▶ _What you need to do_
Print out the data below in full, exactly as written.

▶ _The data_
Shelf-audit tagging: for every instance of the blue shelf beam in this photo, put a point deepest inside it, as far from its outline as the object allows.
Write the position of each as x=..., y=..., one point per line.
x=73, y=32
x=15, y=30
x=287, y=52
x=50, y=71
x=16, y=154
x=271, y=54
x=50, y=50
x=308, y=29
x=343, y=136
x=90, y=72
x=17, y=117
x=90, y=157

▶ _Answer to this exercise_
Shelf-audit tagging: for every instance of the blue shelf beam in this photo, put a point deepest inside it, as far from its outline as the object allows.
Write the position of each as x=..., y=..., one point per line.
x=73, y=32
x=15, y=30
x=287, y=52
x=50, y=71
x=16, y=154
x=271, y=54
x=50, y=50
x=308, y=29
x=343, y=136
x=90, y=72
x=17, y=117
x=90, y=157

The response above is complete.